= Enunciado 1 =
Enumere tudo o que, segundo o excerto sobre o direito a férias, o trabalhador continua a receber quando renuncia a dias de férias.
= Enunciado 2 =
Prossiga o excerto sobre o direito a férias a partir da última frase apresentada.

= Excerto para leitura =
#####
Falaremos da exceção do princípio da irrenunciabilidade do direito a férias assente na conversão de dias de faltas não remuneradas (Justificadas e injustificadas) por dias de férias com particular relevância no caso das faltas injustificadas que resultam da violação do dever de pontualidade.

A renúncia não tem qualquer implicação a remuneração. O trabalhador aufere a retribuição pelos dias de férias não gozados, subsídio e a retribuição do trabalho prestado nesses dias.4 

A lei admite que o trabalhador que falte ao trabalho e que não pretenda perder a retribuição dos dias de falta possa converter esses dias de ausência em dias de férias.

Faz-se aqui uma pequena observação no que reporta a necessidade ou não de autorização por parte do empregador. A lei utiliza a expressão “ mediante declaração expressa do trabalhador” o que significa que, cabe ao trabalhador a iniciativa de informar da vontade de renunciar aos dias de férias. Apesar de ser bastante frequente o entendimento por parte do empregador no sentido de que se trata de um pedido formulado pelo trabalhador sujeito a autorização deste é conveniente frisar que se trata de uma interpretação errada da redação original do CT/2009. Hoje, com a nova redação, não há margem para dúvida. O empregador não pode opor-se a declaração de vontade para efeitos da substituição da perda de retribuição por motivo de falta, ou seja, não carece de autorização, e incorre em contraordenação grave caso negue a pretensão do trabalhador.5

 

Entende-se que a conversão de dias de faltas justificadas em dias de férias é um processo linear, ou seja, não se traduz em problemas para a esfera jurídica do trabalhador. O mesmo não pode dizer-se quando se trate de faltas injustificadas resultantes da violação do dever de pontualidade cujo registo é efetuado por sistema automático.

No concerne ao regime de faltas e com interesse para o tema, sempre que o trabalhador se ausente por períodos inferiores ao período normal de trabalho diário, os respetivos tempos são adicionados para determinação da falta, ou seja, obtém-se um dia de falta pelo somatório do tempo de ausência pelos diversos dias em que o trabalhador estaria obrigado a estar no seu posto de trabalho. O dia de falta corresponde ao período normal diário de trabalho. 6

O incumprimento do horário de trabalho implica duas consequências:

- Subtração da remuneração dos dias em falta;

- Responsabilidade disciplinar no caso da não justificação da ausência

No que concerne à responsabilidade disciplinar e sem abordar os vários elementos do tipo que preenchem os pressupostos da responsabilidade disciplinar dir-se-á que viola o dever de pontualidade o trabalhador que não observe o horário acordado com o empregador. O trabalhador comparece ao local de trabalho ainda que não observe a hora de início e /ou termo da jornada diária de trabalho.
#####
= Entradas de indicação e rotulagem =
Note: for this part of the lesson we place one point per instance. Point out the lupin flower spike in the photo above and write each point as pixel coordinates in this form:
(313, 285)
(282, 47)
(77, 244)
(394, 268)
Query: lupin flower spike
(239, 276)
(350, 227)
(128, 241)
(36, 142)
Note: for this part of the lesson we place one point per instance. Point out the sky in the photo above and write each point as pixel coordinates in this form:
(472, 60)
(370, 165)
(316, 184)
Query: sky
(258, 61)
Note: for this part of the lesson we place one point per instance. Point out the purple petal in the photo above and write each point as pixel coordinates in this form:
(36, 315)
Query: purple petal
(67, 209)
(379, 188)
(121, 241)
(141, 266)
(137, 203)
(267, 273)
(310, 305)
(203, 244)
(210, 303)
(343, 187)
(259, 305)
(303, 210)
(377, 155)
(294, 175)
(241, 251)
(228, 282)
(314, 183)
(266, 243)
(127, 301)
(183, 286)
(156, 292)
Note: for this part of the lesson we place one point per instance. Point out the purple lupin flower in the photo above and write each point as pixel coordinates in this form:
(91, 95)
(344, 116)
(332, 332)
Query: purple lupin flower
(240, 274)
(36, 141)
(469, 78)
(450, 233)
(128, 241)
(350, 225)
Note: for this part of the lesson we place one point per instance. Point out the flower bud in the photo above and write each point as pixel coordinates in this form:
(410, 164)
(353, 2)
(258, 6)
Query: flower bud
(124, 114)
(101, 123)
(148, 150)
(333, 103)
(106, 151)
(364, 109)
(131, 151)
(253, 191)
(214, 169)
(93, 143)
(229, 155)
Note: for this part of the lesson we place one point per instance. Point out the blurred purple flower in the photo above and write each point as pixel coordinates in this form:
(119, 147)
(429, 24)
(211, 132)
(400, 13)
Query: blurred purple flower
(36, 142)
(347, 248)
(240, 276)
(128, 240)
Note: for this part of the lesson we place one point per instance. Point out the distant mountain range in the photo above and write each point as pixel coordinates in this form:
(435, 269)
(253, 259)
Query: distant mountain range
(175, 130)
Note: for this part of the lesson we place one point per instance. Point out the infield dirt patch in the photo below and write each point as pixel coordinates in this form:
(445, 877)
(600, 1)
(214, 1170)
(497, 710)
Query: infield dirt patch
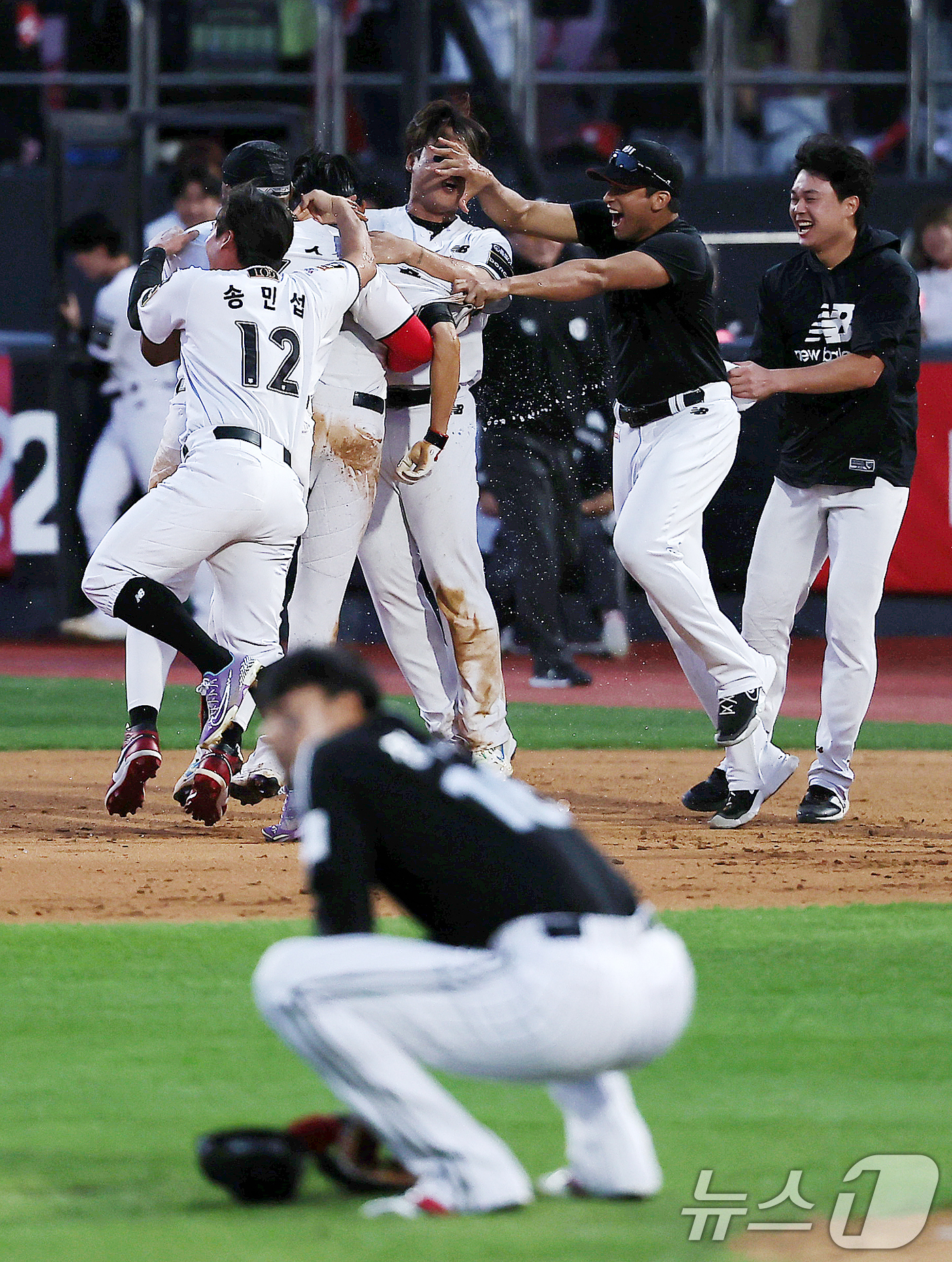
(63, 859)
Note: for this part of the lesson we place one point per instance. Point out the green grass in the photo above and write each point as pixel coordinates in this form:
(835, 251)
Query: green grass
(90, 715)
(821, 1036)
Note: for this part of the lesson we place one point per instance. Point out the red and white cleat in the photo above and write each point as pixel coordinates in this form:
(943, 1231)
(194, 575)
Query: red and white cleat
(203, 789)
(139, 760)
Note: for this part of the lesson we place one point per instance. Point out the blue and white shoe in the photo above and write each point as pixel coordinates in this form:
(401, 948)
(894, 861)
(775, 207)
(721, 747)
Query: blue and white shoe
(224, 691)
(287, 827)
(496, 759)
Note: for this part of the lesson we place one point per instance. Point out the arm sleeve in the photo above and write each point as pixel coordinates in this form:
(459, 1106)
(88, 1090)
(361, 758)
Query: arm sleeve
(884, 311)
(162, 309)
(768, 345)
(336, 855)
(594, 226)
(380, 308)
(148, 275)
(682, 255)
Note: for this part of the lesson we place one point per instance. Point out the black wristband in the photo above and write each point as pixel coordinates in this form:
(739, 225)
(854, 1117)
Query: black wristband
(148, 275)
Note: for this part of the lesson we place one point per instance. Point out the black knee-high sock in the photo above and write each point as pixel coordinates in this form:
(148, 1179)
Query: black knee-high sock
(150, 607)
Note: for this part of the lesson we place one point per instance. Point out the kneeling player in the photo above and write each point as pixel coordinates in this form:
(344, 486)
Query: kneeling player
(542, 964)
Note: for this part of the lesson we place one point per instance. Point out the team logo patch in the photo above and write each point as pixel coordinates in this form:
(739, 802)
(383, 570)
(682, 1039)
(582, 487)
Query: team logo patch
(832, 326)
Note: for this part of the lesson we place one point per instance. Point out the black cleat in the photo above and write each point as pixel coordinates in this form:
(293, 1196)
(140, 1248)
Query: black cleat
(821, 806)
(710, 794)
(736, 716)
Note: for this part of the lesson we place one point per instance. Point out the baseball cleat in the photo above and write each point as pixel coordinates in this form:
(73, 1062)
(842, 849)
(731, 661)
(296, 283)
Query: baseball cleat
(222, 692)
(562, 1183)
(821, 806)
(287, 827)
(207, 798)
(741, 804)
(736, 717)
(495, 757)
(709, 794)
(260, 777)
(139, 760)
(562, 675)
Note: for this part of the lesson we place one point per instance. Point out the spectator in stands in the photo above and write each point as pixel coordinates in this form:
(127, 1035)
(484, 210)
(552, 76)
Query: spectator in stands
(931, 254)
(545, 373)
(196, 199)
#####
= Resultado 1 =
- A retribuição pelos dias de férias não gozados
- O subsídio
- A retribuição do trabalho prestado nesses dias

= Resultado 2 =
Como bem reflete a definição de falta de pontualidade a questão está diretamente relacionada com a noção de “tempo de trabalho”,7 período normal de trabalho, 8 horário de trabalho 9 e o registo de tempos de trabalho em locais acessíveis para que permita a sua consulta imediata10 exigindo a lei ao empregador a manutenção desses registos pelo período de cinco anos, onde se destaca a declaração de substituição de dias de faltas não remuneradas por dias de férias. 11

Há que reconhecer a associação do dever de pontualidade a existência de horários e mapas de horários de trabalho.

Por isso, o registo automático de assiduidade não dispensa a empresa do cumprimento das exigências impostas na lei ou IRC.

Afirma-se que, o controlo da assiduidade e pontualidade automático sem estar sustentado por um Regulamento Interno, não é por si só, suficiente para que se conclua que se está perante uma realidade devidamente regulada nos termos da lei e que qualquer irregularidade na pontualidade seja qualificada como injustificada e em consequência de isso ser o trabalhador privado da respetiva remuneração.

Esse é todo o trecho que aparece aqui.